_What is required:_ Quote the material below exactly as written, from the first line to the line that holds "Task: point to each instance of the backpack", endpoints included.

_Data for processing:_
------------------------
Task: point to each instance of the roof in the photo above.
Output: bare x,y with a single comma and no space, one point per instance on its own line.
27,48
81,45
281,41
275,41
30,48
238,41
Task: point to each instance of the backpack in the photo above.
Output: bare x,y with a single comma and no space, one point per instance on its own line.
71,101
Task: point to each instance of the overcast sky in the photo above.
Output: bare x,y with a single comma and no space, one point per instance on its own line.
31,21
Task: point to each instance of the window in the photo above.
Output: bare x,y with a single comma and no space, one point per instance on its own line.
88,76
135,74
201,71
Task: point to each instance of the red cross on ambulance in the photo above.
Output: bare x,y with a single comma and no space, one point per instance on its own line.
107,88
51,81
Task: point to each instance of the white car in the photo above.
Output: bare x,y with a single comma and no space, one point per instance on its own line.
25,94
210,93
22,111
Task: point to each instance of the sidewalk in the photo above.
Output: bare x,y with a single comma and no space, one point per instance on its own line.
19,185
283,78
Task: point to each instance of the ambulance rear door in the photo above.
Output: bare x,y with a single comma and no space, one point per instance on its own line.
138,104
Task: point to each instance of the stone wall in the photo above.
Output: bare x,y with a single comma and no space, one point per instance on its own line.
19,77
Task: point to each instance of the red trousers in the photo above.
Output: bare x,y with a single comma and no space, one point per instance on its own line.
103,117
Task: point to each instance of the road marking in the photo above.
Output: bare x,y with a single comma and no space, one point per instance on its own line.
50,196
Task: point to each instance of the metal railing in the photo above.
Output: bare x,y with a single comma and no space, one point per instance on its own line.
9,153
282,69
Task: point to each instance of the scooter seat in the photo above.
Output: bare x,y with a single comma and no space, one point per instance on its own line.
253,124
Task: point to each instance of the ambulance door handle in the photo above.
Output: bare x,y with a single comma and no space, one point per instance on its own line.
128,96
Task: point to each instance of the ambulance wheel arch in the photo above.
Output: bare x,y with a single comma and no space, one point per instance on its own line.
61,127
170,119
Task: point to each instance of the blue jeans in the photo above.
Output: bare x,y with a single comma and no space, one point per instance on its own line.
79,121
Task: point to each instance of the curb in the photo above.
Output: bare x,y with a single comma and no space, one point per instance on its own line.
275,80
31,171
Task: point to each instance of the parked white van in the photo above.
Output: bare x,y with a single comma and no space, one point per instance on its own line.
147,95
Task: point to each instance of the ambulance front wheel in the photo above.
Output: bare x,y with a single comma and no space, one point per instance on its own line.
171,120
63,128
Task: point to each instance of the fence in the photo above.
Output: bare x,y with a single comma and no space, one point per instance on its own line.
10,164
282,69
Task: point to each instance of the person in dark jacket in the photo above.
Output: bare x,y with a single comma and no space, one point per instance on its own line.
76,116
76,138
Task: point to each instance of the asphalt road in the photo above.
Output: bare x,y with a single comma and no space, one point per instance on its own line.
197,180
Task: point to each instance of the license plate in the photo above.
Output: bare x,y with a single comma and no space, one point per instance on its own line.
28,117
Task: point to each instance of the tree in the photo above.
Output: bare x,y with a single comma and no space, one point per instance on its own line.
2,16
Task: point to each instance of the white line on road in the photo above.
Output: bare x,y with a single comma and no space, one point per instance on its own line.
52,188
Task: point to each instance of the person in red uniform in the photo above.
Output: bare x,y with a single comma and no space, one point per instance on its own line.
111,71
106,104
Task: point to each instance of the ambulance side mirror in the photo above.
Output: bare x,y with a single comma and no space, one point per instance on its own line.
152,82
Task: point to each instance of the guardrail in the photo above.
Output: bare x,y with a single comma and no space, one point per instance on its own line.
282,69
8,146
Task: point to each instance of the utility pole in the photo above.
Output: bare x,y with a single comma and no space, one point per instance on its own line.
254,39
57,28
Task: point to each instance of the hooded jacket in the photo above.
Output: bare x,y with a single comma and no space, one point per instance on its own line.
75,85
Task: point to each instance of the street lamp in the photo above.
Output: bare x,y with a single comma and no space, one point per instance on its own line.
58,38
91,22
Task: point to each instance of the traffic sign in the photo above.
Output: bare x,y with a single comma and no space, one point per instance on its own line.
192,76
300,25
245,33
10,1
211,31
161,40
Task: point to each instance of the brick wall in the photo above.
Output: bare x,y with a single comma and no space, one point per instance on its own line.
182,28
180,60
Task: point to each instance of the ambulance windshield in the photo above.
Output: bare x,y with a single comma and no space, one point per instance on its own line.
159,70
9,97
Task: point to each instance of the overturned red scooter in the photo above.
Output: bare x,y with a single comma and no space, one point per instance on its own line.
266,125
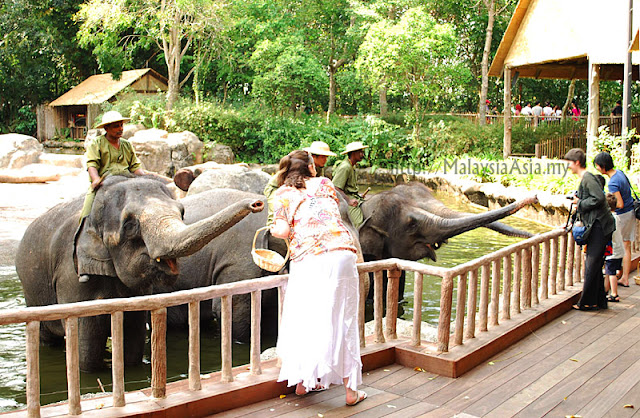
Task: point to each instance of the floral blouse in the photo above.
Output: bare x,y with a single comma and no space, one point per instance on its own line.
314,219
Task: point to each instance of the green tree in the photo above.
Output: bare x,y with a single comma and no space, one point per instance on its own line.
415,56
118,28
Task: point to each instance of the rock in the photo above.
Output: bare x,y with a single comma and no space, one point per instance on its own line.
17,150
219,153
237,176
166,153
61,160
130,129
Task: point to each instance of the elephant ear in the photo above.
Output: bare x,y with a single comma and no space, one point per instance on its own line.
372,238
89,251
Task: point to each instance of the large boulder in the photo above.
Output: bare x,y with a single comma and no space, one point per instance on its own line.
17,150
237,176
222,154
165,153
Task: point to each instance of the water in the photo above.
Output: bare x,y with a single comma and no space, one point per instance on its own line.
53,383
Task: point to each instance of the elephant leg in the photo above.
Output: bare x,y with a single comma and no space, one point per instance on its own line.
93,333
135,333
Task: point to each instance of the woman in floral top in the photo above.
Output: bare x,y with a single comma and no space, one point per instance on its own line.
318,340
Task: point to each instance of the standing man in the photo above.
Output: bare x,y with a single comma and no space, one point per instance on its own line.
345,178
320,152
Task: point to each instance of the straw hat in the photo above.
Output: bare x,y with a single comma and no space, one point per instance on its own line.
320,148
111,117
354,146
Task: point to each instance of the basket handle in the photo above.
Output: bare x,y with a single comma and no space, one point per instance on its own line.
255,237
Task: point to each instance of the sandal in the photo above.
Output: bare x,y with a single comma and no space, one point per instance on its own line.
361,397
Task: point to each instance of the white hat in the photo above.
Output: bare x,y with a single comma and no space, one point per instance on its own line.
320,148
111,117
354,146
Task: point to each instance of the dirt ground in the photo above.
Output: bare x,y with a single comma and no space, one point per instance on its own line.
20,204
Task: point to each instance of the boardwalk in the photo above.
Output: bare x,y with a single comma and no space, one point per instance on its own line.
583,364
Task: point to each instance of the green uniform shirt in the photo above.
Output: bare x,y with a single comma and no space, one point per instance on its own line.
345,177
106,158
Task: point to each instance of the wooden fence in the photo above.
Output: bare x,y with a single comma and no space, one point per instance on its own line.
511,279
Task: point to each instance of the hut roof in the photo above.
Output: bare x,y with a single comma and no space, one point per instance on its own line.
557,39
102,87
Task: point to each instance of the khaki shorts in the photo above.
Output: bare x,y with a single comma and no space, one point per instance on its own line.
627,225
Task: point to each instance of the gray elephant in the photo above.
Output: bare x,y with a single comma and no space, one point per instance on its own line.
133,236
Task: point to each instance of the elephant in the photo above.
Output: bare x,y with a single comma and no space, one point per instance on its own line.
133,237
229,260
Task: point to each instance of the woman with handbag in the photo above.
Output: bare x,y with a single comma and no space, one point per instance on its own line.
620,187
594,212
318,340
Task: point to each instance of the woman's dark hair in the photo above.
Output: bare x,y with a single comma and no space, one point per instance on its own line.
604,160
576,154
294,169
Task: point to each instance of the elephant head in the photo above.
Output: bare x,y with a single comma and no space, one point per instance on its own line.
397,225
136,232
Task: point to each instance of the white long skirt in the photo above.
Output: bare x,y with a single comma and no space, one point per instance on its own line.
318,336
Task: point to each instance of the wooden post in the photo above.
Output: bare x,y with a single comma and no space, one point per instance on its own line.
194,346
444,322
393,284
73,365
256,317
225,338
535,273
117,358
506,289
33,369
506,151
562,268
554,266
526,277
377,306
470,331
495,292
515,306
159,353
462,296
484,297
544,279
416,338
570,260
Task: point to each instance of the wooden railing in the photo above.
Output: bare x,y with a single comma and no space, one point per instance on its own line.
503,294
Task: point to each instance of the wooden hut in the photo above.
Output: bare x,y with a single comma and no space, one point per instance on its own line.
554,39
75,111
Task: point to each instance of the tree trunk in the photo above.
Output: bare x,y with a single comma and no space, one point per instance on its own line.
384,107
332,91
567,103
491,6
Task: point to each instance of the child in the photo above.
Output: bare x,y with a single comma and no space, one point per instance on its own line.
613,263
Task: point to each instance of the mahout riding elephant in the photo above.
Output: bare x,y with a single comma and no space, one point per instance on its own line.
228,260
134,236
408,222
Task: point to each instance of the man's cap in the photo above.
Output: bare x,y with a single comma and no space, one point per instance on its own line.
320,148
354,146
112,116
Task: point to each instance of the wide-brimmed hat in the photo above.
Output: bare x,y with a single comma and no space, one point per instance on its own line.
354,146
320,148
111,117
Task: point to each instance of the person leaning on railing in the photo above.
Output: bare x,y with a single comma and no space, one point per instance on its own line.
592,207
------------------------
_Expected answer:_
Task: point to each instance of the roof in the photo above.
Output: bare x,y with a single comma and no space, one point per instance on its own line.
27,48
81,45
281,41
275,41
30,48
238,41
Task: point to each instance of the backpack in the photo above.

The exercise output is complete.